--- CHALLENGE ---
Display every line of the material below that contains the string "background", copying each such line in full. Case matters when matching.
===== RECORDS SUPPLIED =====
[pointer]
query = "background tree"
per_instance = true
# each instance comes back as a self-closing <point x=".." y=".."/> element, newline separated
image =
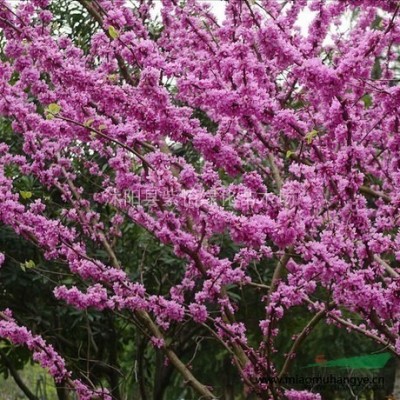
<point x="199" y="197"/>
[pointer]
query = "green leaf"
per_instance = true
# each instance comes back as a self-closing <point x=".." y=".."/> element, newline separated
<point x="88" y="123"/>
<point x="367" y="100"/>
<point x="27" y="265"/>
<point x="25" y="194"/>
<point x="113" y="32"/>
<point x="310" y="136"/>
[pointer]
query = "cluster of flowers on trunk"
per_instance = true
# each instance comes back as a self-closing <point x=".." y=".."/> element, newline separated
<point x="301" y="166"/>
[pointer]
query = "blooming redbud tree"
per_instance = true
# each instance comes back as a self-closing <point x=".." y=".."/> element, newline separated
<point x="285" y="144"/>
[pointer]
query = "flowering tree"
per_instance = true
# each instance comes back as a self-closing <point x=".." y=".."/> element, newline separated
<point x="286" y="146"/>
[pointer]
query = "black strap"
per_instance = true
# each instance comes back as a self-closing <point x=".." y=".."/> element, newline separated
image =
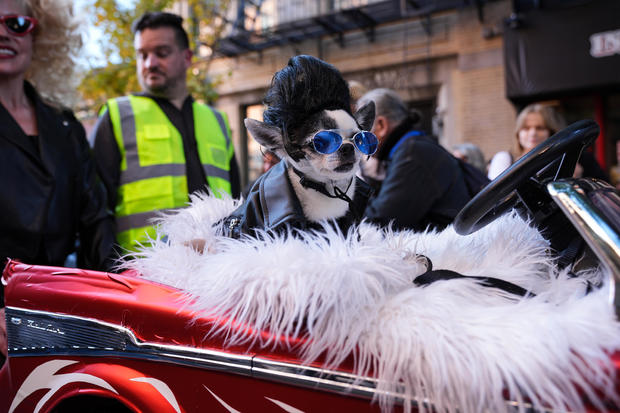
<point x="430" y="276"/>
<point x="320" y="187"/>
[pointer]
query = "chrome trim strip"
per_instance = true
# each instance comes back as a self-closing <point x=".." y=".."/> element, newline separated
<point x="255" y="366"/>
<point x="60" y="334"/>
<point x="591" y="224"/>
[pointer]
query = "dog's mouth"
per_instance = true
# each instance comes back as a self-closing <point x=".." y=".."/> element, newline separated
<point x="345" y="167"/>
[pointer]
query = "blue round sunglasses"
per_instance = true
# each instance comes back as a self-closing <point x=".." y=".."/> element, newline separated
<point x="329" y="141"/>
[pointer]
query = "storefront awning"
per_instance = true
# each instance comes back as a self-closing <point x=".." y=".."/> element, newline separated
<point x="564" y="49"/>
=====
===== RECORDS SUPPLIED =====
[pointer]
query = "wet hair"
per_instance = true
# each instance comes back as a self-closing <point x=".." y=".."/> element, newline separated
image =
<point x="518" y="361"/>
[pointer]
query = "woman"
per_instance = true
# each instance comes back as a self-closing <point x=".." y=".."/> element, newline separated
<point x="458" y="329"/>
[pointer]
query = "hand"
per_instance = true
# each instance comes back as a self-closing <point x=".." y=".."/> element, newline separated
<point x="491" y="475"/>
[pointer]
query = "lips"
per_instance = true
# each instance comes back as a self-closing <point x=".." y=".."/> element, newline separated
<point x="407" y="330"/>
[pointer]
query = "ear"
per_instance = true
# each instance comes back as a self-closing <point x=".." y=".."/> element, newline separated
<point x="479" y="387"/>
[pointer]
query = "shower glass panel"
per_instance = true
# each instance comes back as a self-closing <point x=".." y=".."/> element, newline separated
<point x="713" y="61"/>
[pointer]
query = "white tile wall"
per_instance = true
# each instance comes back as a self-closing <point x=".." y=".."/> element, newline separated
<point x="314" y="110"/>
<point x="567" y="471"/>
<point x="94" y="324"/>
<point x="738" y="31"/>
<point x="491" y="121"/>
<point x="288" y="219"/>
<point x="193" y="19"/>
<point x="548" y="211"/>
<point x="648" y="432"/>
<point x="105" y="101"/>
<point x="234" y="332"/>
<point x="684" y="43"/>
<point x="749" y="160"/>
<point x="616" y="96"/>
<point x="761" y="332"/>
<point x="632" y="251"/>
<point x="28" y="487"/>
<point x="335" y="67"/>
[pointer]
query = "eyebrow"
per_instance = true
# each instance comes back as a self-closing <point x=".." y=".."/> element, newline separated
=====
===== RECORDS SUPPLIED =====
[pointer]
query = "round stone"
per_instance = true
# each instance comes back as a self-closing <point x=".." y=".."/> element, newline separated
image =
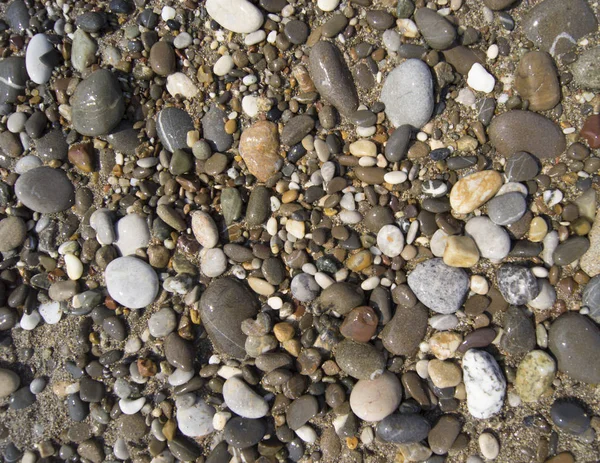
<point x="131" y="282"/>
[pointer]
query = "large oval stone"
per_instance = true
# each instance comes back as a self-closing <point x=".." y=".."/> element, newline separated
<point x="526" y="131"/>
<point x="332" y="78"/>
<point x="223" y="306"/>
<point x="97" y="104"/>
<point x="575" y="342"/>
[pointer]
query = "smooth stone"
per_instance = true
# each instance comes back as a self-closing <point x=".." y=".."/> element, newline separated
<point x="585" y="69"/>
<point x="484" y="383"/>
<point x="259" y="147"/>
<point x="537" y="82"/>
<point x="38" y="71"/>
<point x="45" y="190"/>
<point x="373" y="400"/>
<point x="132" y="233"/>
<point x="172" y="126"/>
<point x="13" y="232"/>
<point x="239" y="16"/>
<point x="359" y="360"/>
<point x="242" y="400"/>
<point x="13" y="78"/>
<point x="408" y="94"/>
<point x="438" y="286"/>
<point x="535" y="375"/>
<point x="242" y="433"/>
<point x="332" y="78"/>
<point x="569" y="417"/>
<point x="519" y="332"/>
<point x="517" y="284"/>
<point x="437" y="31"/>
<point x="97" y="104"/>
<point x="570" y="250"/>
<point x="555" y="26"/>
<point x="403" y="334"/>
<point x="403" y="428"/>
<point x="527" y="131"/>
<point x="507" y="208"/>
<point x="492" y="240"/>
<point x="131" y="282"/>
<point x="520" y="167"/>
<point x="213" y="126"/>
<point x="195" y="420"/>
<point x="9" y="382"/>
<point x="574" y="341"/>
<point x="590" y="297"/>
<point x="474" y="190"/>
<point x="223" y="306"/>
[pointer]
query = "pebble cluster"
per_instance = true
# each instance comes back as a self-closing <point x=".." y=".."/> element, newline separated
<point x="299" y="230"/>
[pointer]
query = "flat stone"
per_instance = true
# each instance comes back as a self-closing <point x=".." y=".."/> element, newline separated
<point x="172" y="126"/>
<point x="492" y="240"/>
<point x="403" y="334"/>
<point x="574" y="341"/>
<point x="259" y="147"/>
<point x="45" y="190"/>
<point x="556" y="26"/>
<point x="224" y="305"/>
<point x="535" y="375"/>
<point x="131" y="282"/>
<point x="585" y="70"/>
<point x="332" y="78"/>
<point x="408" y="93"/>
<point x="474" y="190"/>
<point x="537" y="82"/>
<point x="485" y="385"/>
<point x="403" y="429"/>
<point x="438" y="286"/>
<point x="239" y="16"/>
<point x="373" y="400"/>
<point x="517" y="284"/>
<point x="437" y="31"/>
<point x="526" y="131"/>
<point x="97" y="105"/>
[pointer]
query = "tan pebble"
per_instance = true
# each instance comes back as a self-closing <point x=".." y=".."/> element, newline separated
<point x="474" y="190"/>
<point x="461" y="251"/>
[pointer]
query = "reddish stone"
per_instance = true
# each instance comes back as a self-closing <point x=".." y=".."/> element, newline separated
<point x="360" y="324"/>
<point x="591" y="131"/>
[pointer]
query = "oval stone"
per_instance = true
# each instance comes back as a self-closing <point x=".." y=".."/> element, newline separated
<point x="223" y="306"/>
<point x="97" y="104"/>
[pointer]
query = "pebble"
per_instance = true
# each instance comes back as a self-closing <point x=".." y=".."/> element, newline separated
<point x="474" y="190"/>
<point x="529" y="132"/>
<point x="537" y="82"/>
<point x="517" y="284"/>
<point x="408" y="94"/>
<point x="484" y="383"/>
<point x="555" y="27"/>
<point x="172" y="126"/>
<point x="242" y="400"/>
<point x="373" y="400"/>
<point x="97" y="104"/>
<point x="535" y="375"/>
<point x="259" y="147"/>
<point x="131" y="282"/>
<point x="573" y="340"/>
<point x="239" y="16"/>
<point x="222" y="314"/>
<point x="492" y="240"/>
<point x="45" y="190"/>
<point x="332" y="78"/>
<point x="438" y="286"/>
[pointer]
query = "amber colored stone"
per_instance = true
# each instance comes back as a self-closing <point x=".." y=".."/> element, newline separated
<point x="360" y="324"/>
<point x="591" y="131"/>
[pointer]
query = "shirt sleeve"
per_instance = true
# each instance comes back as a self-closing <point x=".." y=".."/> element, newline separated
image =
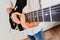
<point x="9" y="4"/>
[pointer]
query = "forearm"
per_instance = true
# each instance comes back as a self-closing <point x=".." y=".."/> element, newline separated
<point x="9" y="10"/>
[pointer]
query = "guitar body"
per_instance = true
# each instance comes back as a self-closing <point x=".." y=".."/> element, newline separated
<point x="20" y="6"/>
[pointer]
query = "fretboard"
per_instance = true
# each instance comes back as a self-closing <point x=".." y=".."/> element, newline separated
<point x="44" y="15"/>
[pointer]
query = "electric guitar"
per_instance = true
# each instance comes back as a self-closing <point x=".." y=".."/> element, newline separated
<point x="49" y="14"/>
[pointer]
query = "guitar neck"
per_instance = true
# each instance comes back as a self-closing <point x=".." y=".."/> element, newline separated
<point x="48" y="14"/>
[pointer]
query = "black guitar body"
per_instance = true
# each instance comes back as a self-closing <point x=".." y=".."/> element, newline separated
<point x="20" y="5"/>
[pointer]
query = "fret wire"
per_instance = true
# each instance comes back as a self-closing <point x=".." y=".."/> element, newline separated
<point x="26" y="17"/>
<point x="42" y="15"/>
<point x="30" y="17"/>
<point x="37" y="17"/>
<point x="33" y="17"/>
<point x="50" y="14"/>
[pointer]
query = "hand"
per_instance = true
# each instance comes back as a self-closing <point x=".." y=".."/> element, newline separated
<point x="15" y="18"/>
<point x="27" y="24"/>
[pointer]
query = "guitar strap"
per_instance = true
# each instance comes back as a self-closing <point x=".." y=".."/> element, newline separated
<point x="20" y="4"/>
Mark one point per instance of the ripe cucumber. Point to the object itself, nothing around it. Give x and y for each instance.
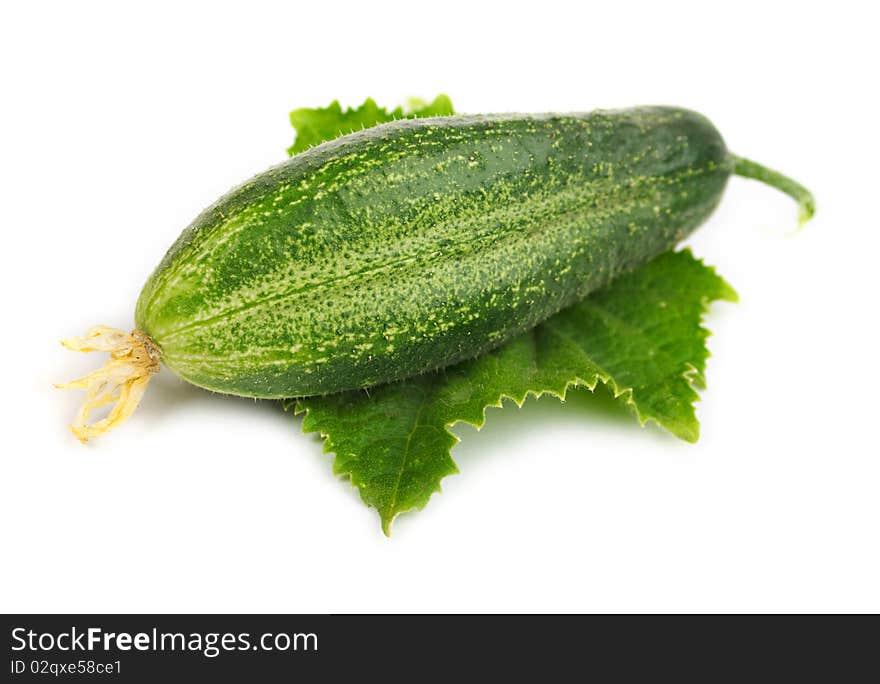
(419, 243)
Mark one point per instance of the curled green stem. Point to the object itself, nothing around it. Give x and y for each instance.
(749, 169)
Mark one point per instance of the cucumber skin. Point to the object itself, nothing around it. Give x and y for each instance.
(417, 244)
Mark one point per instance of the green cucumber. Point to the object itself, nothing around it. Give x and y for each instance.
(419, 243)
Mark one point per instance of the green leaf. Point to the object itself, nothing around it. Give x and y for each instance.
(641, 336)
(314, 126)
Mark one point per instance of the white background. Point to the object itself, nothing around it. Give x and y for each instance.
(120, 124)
=====
--- EXPECTED ANSWER ---
query = "background tree"
Mark one point per instance of the white background. Point to the object itself, nothing around it. Give x and y for each instance.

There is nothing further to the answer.